[Start of section]

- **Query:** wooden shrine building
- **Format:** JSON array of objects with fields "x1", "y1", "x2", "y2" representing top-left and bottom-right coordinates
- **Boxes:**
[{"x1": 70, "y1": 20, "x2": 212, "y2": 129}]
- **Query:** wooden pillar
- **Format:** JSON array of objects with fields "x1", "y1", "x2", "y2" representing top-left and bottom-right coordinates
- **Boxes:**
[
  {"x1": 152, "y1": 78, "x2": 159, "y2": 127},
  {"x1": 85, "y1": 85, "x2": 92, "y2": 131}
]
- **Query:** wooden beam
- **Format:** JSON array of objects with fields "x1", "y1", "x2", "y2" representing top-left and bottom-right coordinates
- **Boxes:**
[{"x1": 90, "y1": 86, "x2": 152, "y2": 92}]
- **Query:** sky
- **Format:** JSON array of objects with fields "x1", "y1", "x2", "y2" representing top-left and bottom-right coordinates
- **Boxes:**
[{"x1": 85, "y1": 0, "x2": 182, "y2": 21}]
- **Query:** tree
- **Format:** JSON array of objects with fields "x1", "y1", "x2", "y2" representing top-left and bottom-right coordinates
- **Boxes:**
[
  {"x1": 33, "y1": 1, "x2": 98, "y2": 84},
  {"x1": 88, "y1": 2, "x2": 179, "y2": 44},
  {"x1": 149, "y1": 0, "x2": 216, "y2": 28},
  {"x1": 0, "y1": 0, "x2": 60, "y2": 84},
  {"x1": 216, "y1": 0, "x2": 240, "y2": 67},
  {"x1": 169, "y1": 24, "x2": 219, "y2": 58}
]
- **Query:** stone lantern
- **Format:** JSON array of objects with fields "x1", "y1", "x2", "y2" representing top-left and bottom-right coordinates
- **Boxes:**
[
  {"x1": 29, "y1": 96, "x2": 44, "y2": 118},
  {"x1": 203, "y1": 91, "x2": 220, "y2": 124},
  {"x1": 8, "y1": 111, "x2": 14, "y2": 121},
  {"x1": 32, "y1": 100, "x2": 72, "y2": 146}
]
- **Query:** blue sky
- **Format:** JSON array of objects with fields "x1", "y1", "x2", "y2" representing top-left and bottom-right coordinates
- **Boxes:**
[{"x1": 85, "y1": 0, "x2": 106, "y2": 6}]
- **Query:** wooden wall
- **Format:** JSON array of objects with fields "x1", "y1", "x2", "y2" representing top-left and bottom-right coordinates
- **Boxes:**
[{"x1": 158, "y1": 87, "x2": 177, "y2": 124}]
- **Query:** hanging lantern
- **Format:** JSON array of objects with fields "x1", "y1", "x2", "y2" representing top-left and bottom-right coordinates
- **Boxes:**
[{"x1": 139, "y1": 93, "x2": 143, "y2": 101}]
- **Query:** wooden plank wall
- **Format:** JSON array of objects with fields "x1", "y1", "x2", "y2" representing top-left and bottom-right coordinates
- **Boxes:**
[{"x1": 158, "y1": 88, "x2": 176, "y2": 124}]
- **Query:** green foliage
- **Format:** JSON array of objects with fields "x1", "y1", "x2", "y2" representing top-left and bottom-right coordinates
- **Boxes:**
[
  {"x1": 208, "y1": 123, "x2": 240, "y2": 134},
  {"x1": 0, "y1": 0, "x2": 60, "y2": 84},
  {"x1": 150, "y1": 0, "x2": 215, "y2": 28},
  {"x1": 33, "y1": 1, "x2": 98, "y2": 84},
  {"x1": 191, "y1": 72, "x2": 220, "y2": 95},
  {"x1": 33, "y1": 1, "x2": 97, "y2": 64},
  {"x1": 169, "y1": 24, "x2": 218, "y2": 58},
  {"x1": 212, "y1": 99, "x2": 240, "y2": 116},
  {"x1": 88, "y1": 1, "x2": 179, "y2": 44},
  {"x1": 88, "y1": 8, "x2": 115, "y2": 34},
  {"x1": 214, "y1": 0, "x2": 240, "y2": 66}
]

[End of section]

TASK » Print out every entry, keeping each one exact.

ANSWER TO THE PROBLEM »
- **Query:** wooden shrine building
- **Format:** JSON array of objects with fields "x1", "y1", "x2", "y2" representing top-left and bottom-right coordinates
- **Boxes:**
[{"x1": 70, "y1": 20, "x2": 212, "y2": 129}]
- **Query:** wooden pillar
- **Format:** JSON array of objects with fields "x1", "y1", "x2", "y2" representing top-left and bottom-right coordinates
- **Boxes:**
[
  {"x1": 152, "y1": 78, "x2": 159, "y2": 127},
  {"x1": 85, "y1": 85, "x2": 92, "y2": 131}
]
- **Query:** wooden beam
- **Format:** JSON array of objects with fields "x1", "y1", "x2", "y2" representing top-left and bottom-right coordinates
- **Boxes:**
[{"x1": 90, "y1": 86, "x2": 152, "y2": 92}]
- **Query:** sky
- **Format:** JSON array of objects with fields "x1", "y1", "x2", "y2" representing top-left and bottom-right coordinates
- **Boxes:**
[{"x1": 85, "y1": 0, "x2": 182, "y2": 21}]
- **Query:** tree
- **Format:** JSON array of objects with fields "x1", "y1", "x2", "y2" representing top-left and bottom-right coordinates
- **Boxes:**
[
  {"x1": 33, "y1": 1, "x2": 98, "y2": 84},
  {"x1": 88, "y1": 2, "x2": 179, "y2": 44},
  {"x1": 149, "y1": 0, "x2": 216, "y2": 28},
  {"x1": 0, "y1": 0, "x2": 60, "y2": 84},
  {"x1": 216, "y1": 0, "x2": 240, "y2": 67},
  {"x1": 169, "y1": 24, "x2": 219, "y2": 58}
]
- **Query:** stone lantern
- **Format:** JSON array of objects with fields "x1", "y1", "x2", "y2" representing top-left and bottom-right coordinates
- **Boxes:**
[
  {"x1": 29, "y1": 96, "x2": 44, "y2": 118},
  {"x1": 203, "y1": 91, "x2": 220, "y2": 124},
  {"x1": 8, "y1": 111, "x2": 14, "y2": 121},
  {"x1": 32, "y1": 100, "x2": 72, "y2": 146}
]
- **Query:** blue sky
- **Format:** JSON array of objects with fields "x1", "y1", "x2", "y2" representing top-left and bottom-right coordinates
- **Boxes:**
[{"x1": 85, "y1": 0, "x2": 106, "y2": 6}]
- **Query:** wooden wall
- **Format:** JSON array of objects with fields "x1", "y1", "x2", "y2" representing top-left and bottom-right coordinates
- **Boxes:**
[{"x1": 158, "y1": 87, "x2": 177, "y2": 124}]
- **Query:** hanging lantern
- **Format:** JSON array of objects with fields "x1", "y1", "x2", "y2" representing top-left and bottom-right coordinates
- **Boxes:**
[{"x1": 139, "y1": 93, "x2": 143, "y2": 101}]
- **Query:** wooden plank wall
- **Format:** JSON array of objects with fields "x1", "y1", "x2", "y2" representing top-left and bottom-right coordinates
- **Boxes:**
[{"x1": 158, "y1": 88, "x2": 176, "y2": 124}]
- **Query:** green foliage
- **Format:** JSON array of objects with fields "x1", "y1", "x2", "y2" representing top-left and bottom-right coordinates
- **Boxes:**
[
  {"x1": 208, "y1": 123, "x2": 240, "y2": 134},
  {"x1": 0, "y1": 0, "x2": 60, "y2": 84},
  {"x1": 150, "y1": 0, "x2": 215, "y2": 28},
  {"x1": 33, "y1": 1, "x2": 98, "y2": 84},
  {"x1": 191, "y1": 72, "x2": 220, "y2": 95},
  {"x1": 33, "y1": 1, "x2": 97, "y2": 64},
  {"x1": 169, "y1": 24, "x2": 218, "y2": 58},
  {"x1": 212, "y1": 99, "x2": 240, "y2": 116},
  {"x1": 88, "y1": 1, "x2": 179, "y2": 44},
  {"x1": 88, "y1": 8, "x2": 115, "y2": 34},
  {"x1": 214, "y1": 0, "x2": 240, "y2": 66}
]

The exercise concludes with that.